--- Exercise task ---
Copy the listing from the line with "A single point marks each instance of the green utility" to the line with "<point>957,654</point>", switching "black metal handrail" to "iron railing" and changing nothing else. Give only those lines.

Excerpts from location labeling data
^^^^

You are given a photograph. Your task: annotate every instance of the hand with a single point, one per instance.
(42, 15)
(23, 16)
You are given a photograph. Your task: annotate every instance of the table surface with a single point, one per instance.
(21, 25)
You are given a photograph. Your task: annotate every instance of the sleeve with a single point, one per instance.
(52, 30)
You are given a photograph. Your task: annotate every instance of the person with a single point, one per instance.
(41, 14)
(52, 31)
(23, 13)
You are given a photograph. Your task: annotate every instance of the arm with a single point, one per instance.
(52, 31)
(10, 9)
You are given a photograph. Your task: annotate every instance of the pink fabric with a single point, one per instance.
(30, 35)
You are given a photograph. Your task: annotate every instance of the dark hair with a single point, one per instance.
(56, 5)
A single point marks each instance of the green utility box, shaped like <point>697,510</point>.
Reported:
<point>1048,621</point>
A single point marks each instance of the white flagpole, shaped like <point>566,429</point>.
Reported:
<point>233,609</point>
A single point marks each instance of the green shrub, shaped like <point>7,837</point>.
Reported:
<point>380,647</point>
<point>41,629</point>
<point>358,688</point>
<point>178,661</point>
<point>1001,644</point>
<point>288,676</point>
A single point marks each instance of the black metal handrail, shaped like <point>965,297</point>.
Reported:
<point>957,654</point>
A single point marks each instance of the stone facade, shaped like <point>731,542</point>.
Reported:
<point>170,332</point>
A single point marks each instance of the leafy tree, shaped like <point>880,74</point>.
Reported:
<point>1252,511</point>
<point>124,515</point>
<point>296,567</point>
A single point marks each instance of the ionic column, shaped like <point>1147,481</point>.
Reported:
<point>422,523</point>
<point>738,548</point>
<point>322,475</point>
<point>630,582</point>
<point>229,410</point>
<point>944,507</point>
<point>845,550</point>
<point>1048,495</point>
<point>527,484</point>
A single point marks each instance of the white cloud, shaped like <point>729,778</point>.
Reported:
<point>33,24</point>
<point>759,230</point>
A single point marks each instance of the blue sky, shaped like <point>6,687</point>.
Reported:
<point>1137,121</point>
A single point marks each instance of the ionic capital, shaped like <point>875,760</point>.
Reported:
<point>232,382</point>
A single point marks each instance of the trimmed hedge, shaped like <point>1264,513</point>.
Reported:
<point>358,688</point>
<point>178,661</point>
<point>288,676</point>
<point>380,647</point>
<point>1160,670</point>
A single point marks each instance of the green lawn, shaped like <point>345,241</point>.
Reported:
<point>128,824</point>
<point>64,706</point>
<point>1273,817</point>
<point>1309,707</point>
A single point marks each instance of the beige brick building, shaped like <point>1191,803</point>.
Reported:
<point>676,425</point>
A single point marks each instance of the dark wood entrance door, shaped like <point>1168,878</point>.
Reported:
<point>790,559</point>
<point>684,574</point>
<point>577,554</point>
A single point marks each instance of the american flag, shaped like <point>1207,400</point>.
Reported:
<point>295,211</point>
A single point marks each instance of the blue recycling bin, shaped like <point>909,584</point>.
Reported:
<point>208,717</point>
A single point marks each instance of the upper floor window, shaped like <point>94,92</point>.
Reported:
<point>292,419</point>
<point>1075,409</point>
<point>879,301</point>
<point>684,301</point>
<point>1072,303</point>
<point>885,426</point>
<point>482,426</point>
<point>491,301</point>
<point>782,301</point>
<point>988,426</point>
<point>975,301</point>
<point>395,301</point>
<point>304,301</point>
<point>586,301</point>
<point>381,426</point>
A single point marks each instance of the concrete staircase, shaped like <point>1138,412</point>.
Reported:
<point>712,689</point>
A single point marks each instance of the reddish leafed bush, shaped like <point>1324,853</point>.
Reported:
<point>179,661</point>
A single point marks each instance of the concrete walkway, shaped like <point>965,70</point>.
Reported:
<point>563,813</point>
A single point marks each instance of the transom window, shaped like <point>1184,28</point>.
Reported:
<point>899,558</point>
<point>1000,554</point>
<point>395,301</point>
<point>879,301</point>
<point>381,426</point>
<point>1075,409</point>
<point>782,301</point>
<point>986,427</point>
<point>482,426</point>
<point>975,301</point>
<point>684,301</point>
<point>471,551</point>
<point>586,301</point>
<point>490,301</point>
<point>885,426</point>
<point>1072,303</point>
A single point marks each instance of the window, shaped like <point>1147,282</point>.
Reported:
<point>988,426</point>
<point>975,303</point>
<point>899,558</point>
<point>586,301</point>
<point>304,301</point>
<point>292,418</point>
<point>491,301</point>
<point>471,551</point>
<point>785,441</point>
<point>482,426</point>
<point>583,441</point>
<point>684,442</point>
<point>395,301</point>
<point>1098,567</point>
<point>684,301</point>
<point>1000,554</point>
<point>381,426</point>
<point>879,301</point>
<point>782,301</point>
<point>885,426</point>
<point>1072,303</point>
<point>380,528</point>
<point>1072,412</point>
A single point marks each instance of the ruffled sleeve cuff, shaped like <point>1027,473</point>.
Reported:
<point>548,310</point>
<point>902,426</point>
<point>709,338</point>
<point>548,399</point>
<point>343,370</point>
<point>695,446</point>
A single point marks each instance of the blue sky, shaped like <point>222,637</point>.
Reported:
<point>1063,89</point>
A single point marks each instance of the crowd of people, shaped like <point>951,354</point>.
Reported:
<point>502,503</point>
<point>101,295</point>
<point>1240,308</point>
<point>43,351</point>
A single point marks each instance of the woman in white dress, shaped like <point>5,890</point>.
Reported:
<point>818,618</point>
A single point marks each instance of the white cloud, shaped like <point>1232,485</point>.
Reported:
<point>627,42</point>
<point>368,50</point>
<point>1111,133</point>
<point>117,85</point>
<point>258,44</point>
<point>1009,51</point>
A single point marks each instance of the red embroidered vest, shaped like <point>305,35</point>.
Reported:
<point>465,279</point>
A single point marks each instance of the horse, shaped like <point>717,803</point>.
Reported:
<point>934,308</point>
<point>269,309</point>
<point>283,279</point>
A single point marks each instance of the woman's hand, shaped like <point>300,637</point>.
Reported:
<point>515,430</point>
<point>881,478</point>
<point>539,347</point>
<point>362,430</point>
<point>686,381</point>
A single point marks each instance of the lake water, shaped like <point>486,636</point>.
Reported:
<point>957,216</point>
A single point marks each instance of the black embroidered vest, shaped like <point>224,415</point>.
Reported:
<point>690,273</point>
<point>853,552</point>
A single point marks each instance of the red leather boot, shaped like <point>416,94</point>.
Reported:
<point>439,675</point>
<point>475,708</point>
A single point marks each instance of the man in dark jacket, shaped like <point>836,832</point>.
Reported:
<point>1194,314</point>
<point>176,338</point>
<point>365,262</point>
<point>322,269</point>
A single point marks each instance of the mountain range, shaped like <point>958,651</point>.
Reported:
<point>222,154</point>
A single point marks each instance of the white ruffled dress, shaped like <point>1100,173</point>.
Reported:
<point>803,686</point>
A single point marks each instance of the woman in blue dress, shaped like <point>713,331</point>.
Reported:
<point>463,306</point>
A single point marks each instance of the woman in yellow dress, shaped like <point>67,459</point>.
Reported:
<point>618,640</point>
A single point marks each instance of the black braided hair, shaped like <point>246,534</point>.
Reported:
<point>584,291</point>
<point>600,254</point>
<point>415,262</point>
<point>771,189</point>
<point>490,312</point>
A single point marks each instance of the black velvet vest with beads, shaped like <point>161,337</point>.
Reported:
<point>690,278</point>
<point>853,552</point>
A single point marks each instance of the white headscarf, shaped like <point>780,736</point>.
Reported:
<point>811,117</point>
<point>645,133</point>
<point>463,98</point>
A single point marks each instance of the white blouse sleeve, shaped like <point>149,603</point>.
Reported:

^^^^

--- Finished task ---
A single point marks each instance of the green utility box, shaped like <point>697,510</point>.
Reported:
<point>1048,621</point>
A single point marks each instance of the white flagpole, shaped like <point>566,429</point>.
Reported:
<point>233,609</point>
A single point marks each instance of the green shrub, shaped like <point>7,837</point>.
Reported:
<point>380,647</point>
<point>41,629</point>
<point>358,688</point>
<point>178,661</point>
<point>1001,644</point>
<point>288,676</point>
A single point marks each instance of the iron railing, shaped like <point>965,297</point>.
Reported:
<point>957,654</point>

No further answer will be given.